Text section:
☆ ☆ ☆ ☆ ☆ ☆ ☆

2. `tests/profiler/` passes with the kineto-spyre wheel installed.
3. If you touched trace emission, capture a small trace and open it in
Perfetto. See [Trace analysis](../user_guide/profiling/trace_analysis.md).
4. If you touched device telemetry, sanity-check against `aiu-smi`. See
[Device monitoring](../user_guide/profiling/device_monitoring.md).
## Trace and telemetry sanity checks
Profiler bugs are often invisible at the test level. The test passes, the
trace is wrong. When you change anything that emits trace events or
metrics, attach one of the following to the PR description:
* A short Perfetto screenshot of the affected region.
* The output of `aiu-trace-analyzer` summarizing the trace.
* A diff of the relevant counter values before and after.
This is the most common review request on profiler PRs. Including it up
front saves a round trip.
:::{tip}
**Cross-check with `chrome://tracing` when validating event ordering.**
Perfetto silently truncates overlapping events on the same thread — two
events that overlap (which is impossible within a single thread and
indicates a real bug) are rendered as a single clean span, hiding the
problem. `chrome://tracing` instead renders the overlap as garbled,
intermingled labels, which makes the bug obvious. Using it has two
benefits for "is the trace correct?" reviews:
1. Overlapping/interleaved events on the same thread are visible
instead of hidden.

☆ ☆ ☆ ☆ ☆ ☆ ☆

Given instruction 1: Reproduce verbatim the lines of the records below, from the line containing "If you could pin the combat" through the final line of the records, inclusive.

☆ ☆ ☆ ☆ ☆ ☆ ☆

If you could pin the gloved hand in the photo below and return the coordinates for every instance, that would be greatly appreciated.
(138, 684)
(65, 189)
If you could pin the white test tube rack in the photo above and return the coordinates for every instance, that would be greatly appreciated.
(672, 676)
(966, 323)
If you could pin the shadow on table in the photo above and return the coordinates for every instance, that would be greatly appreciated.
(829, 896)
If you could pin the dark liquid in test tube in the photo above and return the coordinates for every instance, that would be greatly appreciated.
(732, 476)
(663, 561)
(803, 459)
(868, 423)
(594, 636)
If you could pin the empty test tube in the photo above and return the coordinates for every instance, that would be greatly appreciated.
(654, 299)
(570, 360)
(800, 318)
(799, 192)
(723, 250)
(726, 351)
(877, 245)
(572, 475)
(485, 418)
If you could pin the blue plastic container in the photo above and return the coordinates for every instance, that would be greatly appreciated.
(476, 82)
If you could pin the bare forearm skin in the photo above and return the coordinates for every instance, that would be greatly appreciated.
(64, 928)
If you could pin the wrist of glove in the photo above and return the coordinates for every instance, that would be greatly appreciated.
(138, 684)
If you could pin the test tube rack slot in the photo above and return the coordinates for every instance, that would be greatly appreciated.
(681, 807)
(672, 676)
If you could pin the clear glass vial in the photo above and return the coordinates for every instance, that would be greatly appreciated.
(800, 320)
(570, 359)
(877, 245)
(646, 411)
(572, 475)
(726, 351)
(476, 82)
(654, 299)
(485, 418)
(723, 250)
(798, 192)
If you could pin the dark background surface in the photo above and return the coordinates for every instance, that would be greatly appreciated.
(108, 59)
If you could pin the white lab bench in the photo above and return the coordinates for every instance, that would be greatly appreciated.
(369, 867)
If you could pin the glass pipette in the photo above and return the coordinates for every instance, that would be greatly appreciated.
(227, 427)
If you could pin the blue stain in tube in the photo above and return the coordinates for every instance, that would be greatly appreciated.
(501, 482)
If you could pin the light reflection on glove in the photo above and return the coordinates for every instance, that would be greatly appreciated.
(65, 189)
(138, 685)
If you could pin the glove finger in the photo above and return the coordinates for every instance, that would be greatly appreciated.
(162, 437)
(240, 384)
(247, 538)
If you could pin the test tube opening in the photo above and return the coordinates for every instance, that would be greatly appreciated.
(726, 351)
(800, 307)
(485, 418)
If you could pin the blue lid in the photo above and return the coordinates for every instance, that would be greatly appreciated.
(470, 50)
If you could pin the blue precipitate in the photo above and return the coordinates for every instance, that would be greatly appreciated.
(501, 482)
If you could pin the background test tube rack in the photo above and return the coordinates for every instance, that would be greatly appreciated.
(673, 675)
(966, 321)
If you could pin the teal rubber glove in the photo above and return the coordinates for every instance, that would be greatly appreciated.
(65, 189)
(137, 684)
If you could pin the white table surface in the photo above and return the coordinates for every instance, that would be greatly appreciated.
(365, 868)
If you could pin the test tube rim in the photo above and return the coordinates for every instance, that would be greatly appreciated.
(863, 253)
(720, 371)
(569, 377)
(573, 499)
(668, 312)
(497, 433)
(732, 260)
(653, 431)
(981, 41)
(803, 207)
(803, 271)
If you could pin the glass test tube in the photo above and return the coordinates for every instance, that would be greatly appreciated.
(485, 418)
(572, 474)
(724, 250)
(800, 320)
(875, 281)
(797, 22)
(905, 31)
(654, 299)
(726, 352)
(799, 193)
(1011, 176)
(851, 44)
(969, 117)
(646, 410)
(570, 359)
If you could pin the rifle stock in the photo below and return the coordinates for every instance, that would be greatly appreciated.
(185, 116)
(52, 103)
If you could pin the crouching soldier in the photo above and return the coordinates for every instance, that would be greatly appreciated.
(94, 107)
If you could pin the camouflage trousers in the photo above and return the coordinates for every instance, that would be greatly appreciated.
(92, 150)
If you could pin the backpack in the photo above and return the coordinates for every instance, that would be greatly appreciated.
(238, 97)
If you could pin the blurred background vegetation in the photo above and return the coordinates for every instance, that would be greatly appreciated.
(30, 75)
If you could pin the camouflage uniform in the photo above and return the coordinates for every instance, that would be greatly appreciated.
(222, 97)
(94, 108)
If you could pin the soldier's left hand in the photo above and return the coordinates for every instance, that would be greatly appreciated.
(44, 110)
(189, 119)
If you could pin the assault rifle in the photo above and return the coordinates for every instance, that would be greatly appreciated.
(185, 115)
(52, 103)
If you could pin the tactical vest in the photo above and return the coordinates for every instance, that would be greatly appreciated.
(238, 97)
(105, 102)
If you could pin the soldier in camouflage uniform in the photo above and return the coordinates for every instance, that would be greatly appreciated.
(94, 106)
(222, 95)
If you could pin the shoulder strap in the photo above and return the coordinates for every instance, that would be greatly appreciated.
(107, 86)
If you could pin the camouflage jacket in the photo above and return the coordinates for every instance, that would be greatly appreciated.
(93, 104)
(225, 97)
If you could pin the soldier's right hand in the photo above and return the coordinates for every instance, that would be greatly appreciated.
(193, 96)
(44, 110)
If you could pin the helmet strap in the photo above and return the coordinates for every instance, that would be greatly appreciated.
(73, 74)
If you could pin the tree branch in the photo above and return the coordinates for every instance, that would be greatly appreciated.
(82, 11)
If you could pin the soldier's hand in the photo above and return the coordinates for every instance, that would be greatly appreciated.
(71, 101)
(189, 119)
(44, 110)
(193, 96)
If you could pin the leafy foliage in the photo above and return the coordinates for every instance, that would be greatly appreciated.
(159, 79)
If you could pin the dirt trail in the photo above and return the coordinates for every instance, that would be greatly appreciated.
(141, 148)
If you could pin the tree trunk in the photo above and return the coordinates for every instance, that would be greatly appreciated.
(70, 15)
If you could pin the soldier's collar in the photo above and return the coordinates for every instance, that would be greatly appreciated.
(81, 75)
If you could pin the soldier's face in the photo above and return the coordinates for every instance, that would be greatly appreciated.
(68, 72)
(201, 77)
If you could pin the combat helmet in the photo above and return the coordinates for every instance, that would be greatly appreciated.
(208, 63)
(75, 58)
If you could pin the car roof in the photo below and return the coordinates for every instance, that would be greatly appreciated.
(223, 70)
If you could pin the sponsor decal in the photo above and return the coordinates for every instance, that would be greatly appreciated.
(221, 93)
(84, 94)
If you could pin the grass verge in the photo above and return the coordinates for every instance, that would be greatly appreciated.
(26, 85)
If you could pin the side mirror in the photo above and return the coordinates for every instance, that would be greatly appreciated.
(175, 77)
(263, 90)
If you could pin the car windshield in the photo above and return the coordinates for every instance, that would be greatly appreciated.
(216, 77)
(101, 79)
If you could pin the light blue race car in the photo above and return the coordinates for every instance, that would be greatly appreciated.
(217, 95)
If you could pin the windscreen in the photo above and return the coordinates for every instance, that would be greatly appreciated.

☆ ☆ ☆ ☆ ☆ ☆ ☆

Given instruction 2: Continue the text on profiler trace sanity checks from the point at which it stops.

Task output 1:
If you could pin the combat helmet in the photo above and return the coordinates for every instance, that would be greatly appreciated.
(208, 63)
(75, 58)
If you could pin the car roof in the photo below and return the coordinates for every instance, that would be greatly appreciated.
(223, 70)
If you could pin the sponsor decal in the photo above and return the coordinates for every instance, that would be greatly appreciated.
(221, 93)
(84, 94)
If you could pin the grass verge in the photo above and return the coordinates for every instance, that would be greatly appreciated.
(26, 85)
If you could pin the side mirror in the photo above and return the coordinates for every instance, that would be greatly appreciated.
(175, 77)
(263, 90)
If you could pin the car windshield in the photo above and return the coordinates for every instance, that would be greatly appreciated.
(216, 77)
(101, 79)
If you could pin the light blue race car in the photo above and return the coordinates for every instance, that would be greatly appreciated.
(217, 95)
If you could pin the windscreen in the photo above and return the coordinates for every instance, that would be greatly appreciated.

Task output 2:
2. It runs locally — your trace data does not transit a third-party web
service.
Use Perfetto for analysis and presentation, but reach for
`chrome://tracing` when you specifically need to verify that no two
events on the same thread overlap.
:::
## Coordinating with kineto-spyre
[`kineto-spyre`][kineto-spyre] is a separate repository on its own release
cadence. If your change needs a new kineto-spyre symbol or behaviour:
1. Land the change in kineto-spyre **first**, with its own PR and release.
2. Pin the new kineto-spyre version in torch-spyre's requirements.
3. Open the torch-spyre PR with a description line like
*"Requires `kineto-spyre>=X.Y.Z`."*
Do not couple a torch-spyre PR to an unreleased kineto-spyre commit.
Reviewers cannot run it and CI cannot reproduce it.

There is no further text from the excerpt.